▸ Text shown:

A Response to The Torture Memos

     Many people have their lives saved daily by surgeons who have learned the discipline of doing the unthinkable in order to accomplish the miraculous.

     Ask a trauma patient, transplant patient, or the parents of a child undergoing open heart surgery.

     Anesthesia and sterile drapes covering the usually unconscious patient certainly aids the surgeon in her duties. Health care providers go to work each day to help, not torture.

     Perhaps the answer to the paradox is in the body of the essay(The Surgeon and the Torture Memos, NY Times, by Dr. Pauline Chen http://www.nytimes.com/2009/04/30/health/30chen.html): Dr. Chen describes the torturers as “seemingly ordinary professionals”…”not just a rogue group of military grunts.” It is difficult for Dr. Chen to imagine someone like herself committing tortuous acts, but not a “military grunt” (also a human being), which I interpret to mean a person who is not educated in a profession. Does less education equate to less humanity?

     In my opinion, when we begin to differentiate humans into categories of “us/me” and “them/you”, we begin the processes of desensitization and habituation. This differentiation between categories of people allows us to find the justification to harm others, because “they are not like us.”

     Sometimes, people commit acts so horrific that it appears they have chosen to no longer abide within the constraints of civilized society, and justice needs to be rendered. For that purpose, we have a legal system.

▸ Entries provided:
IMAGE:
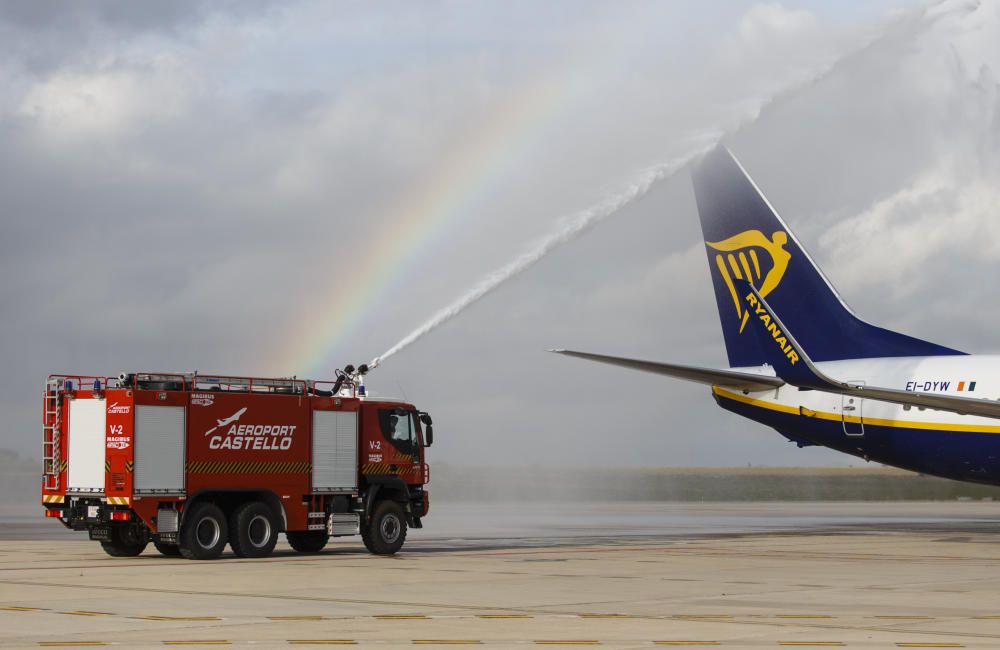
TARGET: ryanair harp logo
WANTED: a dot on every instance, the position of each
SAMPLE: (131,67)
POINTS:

▸ Activity:
From the response to the torture memos above, copy the passage starting with "A Response to" and going on through "accomplish the miraculous.".

▸ Answer space:
A Response to The Torture Memos

     Many people have their lives saved daily by surgeons who have learned the discipline of doing the unthinkable in order to accomplish the miraculous.